**What to work on:**
Copy out, word for word, the stretch of rows below from the line containing "the man sitting" through the last line of the rows.

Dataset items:
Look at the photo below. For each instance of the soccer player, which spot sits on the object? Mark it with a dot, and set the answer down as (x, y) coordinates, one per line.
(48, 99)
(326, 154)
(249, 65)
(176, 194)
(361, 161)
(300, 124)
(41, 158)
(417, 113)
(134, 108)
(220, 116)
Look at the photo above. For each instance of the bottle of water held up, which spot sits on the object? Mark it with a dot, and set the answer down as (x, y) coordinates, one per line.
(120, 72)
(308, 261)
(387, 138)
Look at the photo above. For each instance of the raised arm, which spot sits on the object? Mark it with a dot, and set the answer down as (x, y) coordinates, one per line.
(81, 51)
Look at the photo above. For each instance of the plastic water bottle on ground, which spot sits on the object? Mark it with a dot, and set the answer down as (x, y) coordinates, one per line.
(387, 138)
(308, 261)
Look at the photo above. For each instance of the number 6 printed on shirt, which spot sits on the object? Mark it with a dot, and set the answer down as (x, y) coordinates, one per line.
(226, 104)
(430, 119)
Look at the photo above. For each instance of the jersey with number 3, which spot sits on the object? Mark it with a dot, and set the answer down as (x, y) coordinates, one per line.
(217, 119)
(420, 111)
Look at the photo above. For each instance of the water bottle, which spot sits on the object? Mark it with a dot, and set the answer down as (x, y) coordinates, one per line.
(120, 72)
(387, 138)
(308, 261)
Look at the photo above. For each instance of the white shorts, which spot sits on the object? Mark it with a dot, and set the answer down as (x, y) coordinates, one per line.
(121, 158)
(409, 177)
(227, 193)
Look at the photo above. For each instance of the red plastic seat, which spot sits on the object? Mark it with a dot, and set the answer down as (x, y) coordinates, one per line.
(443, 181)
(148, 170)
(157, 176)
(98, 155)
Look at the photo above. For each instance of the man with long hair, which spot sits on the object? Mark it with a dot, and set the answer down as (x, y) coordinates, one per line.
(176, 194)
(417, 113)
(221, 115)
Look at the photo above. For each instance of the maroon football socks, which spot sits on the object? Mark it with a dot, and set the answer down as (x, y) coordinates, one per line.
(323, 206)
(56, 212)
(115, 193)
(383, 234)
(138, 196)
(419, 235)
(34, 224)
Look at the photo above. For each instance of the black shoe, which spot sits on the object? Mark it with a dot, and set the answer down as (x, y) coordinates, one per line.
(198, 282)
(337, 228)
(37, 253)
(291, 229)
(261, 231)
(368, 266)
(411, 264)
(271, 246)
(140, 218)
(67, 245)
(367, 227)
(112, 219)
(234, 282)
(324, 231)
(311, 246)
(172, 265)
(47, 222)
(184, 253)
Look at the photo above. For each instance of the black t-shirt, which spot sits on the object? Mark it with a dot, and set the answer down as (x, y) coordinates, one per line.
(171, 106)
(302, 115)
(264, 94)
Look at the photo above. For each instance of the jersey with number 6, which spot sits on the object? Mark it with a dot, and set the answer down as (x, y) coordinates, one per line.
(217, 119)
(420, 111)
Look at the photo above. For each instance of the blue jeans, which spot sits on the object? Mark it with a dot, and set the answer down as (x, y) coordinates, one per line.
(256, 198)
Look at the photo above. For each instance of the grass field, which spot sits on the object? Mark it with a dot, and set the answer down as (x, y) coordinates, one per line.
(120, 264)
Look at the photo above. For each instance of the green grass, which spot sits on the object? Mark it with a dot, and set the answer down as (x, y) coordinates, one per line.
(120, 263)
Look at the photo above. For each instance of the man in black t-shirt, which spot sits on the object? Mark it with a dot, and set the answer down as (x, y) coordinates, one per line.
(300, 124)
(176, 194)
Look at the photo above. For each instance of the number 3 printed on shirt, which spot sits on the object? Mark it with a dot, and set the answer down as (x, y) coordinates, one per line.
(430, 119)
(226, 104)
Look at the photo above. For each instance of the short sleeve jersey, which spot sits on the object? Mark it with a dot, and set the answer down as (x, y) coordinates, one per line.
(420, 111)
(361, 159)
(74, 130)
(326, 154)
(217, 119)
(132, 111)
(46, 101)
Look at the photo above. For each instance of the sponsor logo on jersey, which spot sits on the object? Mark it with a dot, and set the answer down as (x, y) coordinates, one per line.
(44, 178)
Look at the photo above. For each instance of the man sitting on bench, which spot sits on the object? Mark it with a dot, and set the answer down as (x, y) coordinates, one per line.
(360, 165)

**The output:**
Look at the photo above. For each instance of the man sitting on bench, which spot sits on the object? Mark it with a dot, and set the answer down as (x, y) coordinates, one per line.
(360, 165)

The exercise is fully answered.